EXTRACTED TEXT:
Content starts

You picked the right project. Now, how do you juggle your regular duties while working on the bigger story?

I sat down with a guy from a tech startup company once to talk about innovative tools that would work as a resource for journalists. He was looking for something along the lines of Help A Reporter Out. HARO is a great tool. I have used it to find sources on obscure topics and to get quick answers to difficult questions. But the biggest stumbling block for most reporters trying to do a big project isn’t a lack of sources. It’s a lack of planning. That’s why my high-tech recommendation for reporters was this:

Micromanage yourself by keeping everything on your calendar.

Google. Microsoft. Magic Marker.

Whatever works for you, just start planning your work week in 30-minute increments. I have all my work for Center for Health Journalism Digital on my Google calendar, and I keep everything for my day job on Outlook.

This doesn’t just mean meetings and interviews. This means everything. Set aside time to go to the courthouse, to look up files, to scan the files for posting on your website, to send your editor a note about what you found, and to update your outline. Then make sure your calendar reminds you of these tasks at the appropriate times. I woke up yesterday morning to a calendar alarm telling me to finish this “Beat the Clock” post and send it to my editor.

Blocking things out this way allows you to do three things.

1. Start your day earlier than everyone else. I have never worked in a newsroom that started before 9 and many didn’t truly fill up until closer to 10. If you start working on your project at 8 every morning, you will find that you have at least 90 minutes of uninterrupted time that will prove to be the most productive time of your day.

2. Spread out the largest tasks over several days. One of the biggest mental hurdles for journalists trying to take on a project is the idea that they don’t have weeks – let alone an entire day – to devote to just one story. If you have a good central question and you have picked a story that allows you to count up your findings, then you will know what the biggest tasks are going to be. If you are trying to build a record in Excel, for example, of physicians who have been the subject of malpractice judgments and medical board discipline, add an hour to your calendar every day when you know you’ll be the most productive and the least distracted that says “work on doctor database.” At the end of the week, you may find that you have it nearly completed and it didn’t take you away from your beat for the entire day.

Content ends

WHAT IS EXPECTED:
Rewrite everything from "I sat down with" down to "job on Outlook." in the text on planning a reporting project, swapping "reporters" for "writers".

(Stored data entries)

Content starts

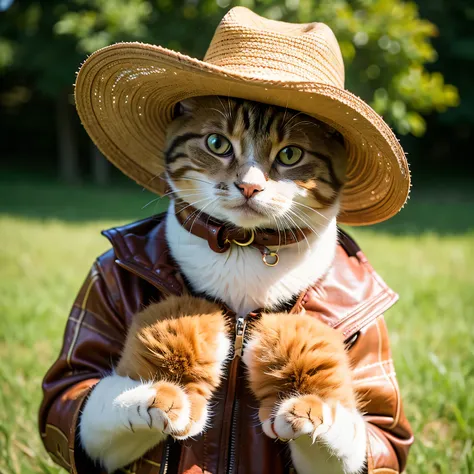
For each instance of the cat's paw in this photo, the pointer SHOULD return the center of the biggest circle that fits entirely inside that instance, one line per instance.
(296, 417)
(118, 404)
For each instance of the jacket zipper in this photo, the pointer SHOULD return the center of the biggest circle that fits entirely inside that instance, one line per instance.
(165, 459)
(239, 341)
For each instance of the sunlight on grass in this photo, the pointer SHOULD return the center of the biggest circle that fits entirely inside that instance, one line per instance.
(44, 260)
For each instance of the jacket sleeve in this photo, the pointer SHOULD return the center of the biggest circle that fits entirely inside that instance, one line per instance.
(389, 433)
(93, 339)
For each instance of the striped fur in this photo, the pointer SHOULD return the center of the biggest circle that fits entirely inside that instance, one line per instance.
(257, 133)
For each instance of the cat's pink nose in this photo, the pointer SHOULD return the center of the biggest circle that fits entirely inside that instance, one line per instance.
(249, 190)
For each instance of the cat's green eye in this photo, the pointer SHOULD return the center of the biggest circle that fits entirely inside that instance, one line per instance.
(290, 155)
(218, 144)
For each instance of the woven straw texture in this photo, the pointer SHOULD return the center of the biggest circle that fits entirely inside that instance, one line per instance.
(126, 93)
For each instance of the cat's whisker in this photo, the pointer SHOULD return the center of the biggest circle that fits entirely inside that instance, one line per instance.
(311, 209)
(191, 204)
(310, 227)
(299, 228)
(200, 212)
(294, 235)
(172, 192)
(195, 179)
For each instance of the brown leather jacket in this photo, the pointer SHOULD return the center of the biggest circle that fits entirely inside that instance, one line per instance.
(138, 271)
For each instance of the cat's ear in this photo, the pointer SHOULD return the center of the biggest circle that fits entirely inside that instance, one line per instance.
(186, 106)
(332, 133)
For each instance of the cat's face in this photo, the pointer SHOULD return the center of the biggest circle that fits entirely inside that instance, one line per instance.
(254, 165)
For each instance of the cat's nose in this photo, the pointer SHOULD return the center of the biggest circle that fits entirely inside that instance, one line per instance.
(248, 190)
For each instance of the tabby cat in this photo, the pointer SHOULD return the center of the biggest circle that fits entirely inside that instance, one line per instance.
(252, 166)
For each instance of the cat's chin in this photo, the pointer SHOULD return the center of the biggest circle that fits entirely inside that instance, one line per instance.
(243, 216)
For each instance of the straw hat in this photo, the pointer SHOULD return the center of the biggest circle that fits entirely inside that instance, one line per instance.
(126, 93)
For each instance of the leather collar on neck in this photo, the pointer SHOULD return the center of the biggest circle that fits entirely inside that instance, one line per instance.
(221, 236)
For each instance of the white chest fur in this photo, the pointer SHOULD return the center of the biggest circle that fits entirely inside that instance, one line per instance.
(241, 279)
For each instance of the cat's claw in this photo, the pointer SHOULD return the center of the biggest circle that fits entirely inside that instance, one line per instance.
(299, 416)
(161, 407)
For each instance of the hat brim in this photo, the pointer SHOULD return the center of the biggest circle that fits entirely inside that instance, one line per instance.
(125, 96)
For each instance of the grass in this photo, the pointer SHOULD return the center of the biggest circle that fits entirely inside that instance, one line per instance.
(49, 236)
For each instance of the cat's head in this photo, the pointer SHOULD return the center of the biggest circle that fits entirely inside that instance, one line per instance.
(254, 165)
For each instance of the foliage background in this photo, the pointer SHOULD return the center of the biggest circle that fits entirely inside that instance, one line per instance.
(409, 60)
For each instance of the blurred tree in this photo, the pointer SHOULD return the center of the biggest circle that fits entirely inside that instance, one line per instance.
(386, 46)
(384, 42)
(451, 134)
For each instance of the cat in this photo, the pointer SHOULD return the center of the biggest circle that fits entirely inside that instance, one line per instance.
(252, 166)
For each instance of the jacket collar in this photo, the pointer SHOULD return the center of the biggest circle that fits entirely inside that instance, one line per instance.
(349, 297)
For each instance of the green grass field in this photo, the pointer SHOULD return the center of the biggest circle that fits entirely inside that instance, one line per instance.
(49, 236)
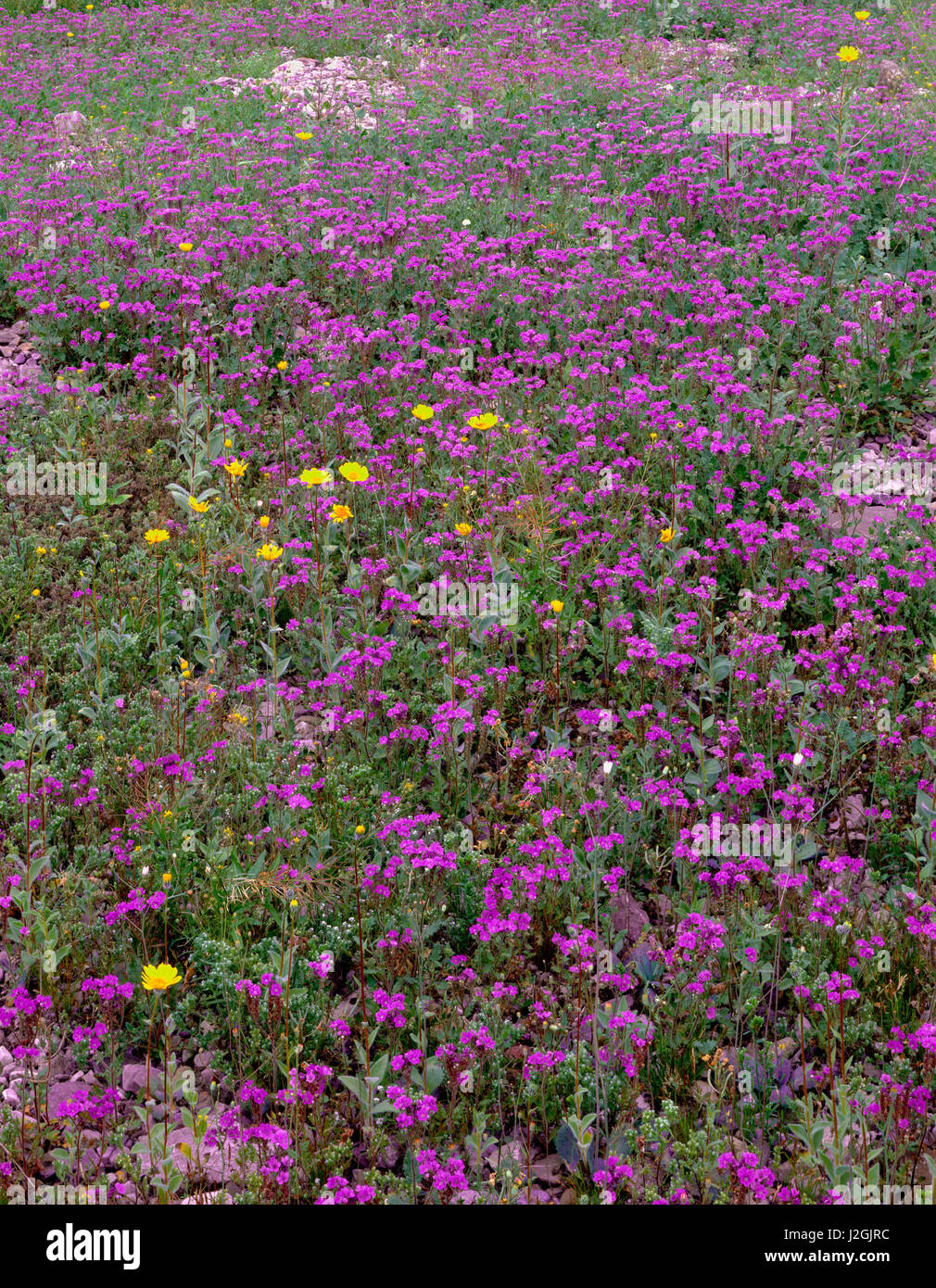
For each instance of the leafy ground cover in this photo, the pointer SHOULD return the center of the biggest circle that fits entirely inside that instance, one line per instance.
(466, 734)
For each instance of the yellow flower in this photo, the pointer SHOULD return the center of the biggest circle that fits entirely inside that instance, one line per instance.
(159, 978)
(311, 478)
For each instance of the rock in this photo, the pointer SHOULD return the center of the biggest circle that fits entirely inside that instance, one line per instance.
(212, 1165)
(628, 915)
(67, 124)
(65, 1093)
(133, 1080)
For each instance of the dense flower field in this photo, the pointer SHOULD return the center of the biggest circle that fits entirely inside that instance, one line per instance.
(469, 673)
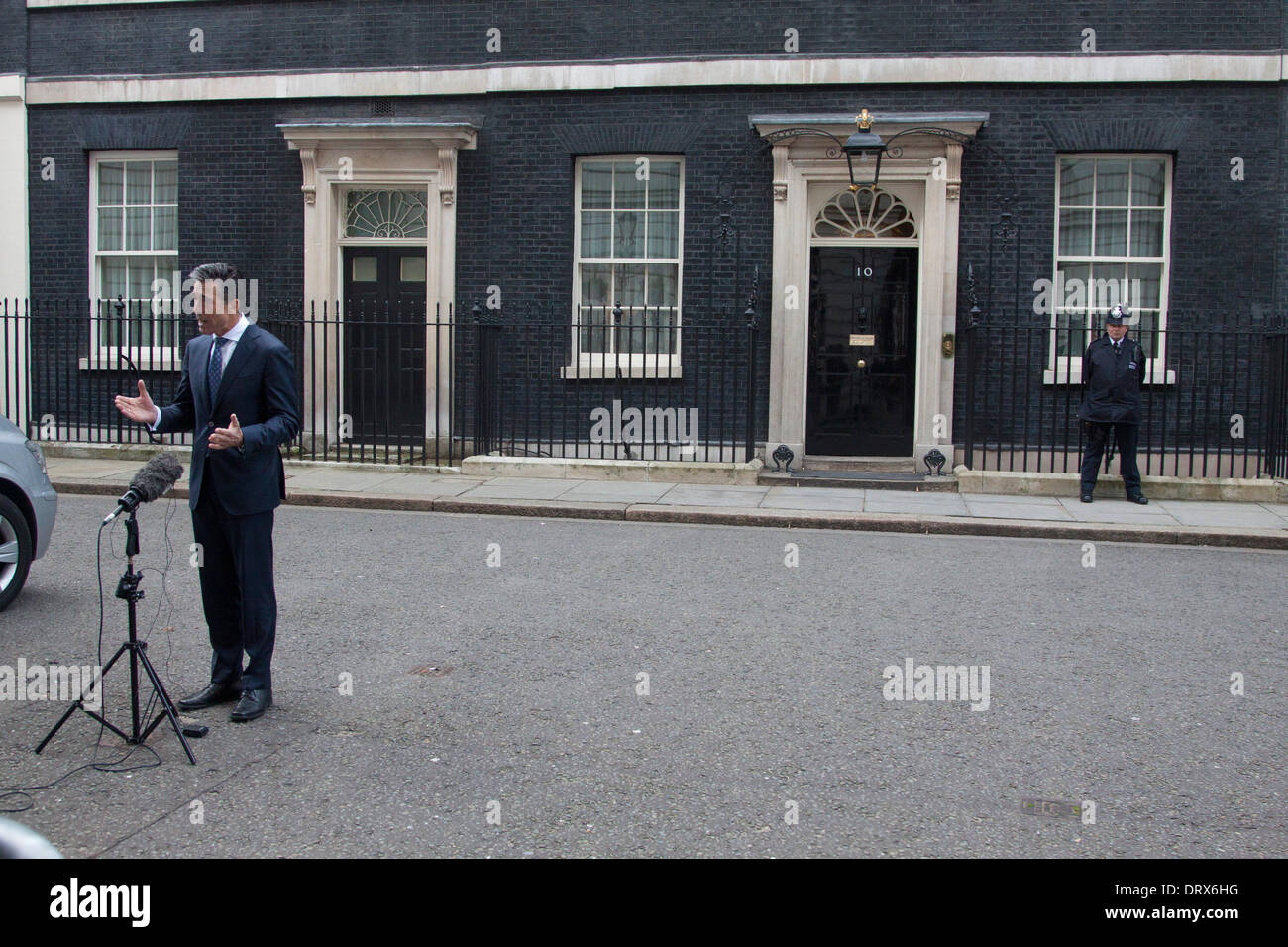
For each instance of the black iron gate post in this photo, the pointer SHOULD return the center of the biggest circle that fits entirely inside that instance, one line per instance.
(969, 337)
(750, 365)
(487, 381)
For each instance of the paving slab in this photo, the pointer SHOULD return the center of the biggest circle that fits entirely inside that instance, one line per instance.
(1245, 515)
(1119, 512)
(1019, 499)
(907, 501)
(82, 468)
(522, 488)
(340, 480)
(704, 495)
(616, 491)
(428, 486)
(1018, 510)
(812, 499)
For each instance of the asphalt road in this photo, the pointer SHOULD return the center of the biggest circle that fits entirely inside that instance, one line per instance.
(494, 710)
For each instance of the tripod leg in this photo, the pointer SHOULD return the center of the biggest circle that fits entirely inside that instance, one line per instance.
(80, 702)
(167, 709)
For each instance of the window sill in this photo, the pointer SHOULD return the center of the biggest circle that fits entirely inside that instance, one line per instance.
(145, 361)
(590, 372)
(1154, 376)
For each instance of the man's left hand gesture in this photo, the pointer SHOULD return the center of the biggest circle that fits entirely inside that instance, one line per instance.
(227, 437)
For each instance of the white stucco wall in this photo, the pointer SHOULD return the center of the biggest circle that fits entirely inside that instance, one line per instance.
(14, 274)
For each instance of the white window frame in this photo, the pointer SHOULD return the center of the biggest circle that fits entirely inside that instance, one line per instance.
(1067, 369)
(107, 357)
(638, 365)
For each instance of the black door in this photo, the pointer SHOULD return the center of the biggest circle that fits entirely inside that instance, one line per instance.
(862, 351)
(384, 343)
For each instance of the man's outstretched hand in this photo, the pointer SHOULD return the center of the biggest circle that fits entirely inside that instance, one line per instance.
(227, 437)
(137, 408)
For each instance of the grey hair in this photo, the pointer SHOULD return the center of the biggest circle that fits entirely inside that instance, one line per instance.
(222, 272)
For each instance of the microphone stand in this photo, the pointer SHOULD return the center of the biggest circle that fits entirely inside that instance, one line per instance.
(129, 590)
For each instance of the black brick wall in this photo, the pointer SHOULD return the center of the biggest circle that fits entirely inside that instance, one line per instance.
(240, 184)
(360, 34)
(13, 37)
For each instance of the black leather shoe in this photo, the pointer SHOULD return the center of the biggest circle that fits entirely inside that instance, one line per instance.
(211, 694)
(254, 703)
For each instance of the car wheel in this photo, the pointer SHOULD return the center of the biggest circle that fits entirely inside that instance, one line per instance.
(14, 552)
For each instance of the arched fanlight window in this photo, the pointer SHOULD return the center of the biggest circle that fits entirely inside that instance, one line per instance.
(385, 214)
(864, 213)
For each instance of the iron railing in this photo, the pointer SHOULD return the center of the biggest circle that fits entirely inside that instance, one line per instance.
(1215, 402)
(393, 384)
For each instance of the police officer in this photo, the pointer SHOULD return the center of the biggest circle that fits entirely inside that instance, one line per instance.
(1113, 369)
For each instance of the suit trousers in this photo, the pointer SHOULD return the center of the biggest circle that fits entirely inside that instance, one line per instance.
(236, 587)
(1126, 436)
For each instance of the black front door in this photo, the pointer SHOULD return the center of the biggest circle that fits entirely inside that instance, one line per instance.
(384, 343)
(862, 351)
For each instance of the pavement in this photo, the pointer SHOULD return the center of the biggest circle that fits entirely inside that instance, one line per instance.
(1185, 522)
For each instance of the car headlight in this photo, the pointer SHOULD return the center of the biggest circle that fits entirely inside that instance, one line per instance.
(39, 455)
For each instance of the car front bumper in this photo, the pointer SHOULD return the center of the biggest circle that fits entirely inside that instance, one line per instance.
(44, 502)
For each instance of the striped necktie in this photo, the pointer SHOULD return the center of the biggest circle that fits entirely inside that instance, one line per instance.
(217, 368)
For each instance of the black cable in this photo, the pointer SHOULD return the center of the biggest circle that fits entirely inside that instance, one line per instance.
(24, 792)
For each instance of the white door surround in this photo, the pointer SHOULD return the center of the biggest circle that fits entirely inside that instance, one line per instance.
(340, 157)
(926, 176)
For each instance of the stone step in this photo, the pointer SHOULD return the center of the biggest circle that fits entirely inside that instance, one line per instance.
(854, 464)
(859, 479)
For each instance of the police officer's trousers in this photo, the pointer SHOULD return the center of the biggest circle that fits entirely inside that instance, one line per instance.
(1126, 437)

Content ends

SOLUTION TO THIS TASK:
I sat down with a guy from a tech startup company once to talk about innovative tools that would work as a resource for journalists. He was looking for something along the lines of Help A Reporter Out. HARO is a great tool. I have used it to find sources on obscure topics and to get quick answers to difficult questions. But the biggest stumbling block for most writers trying to do a big project isn’t a lack of sources. It’s a lack of planning. That’s why my high-tech recommendation for writers was this:

Micromanage yourself by keeping everything on your calendar.

Google. Microsoft. Magic Marker.

Whatever works for you, just start planning your work week in 30-minute increments. I have all my work for Center for Health Journalism Digital on my Google calendar, and I keep everything for my day job on Outlook.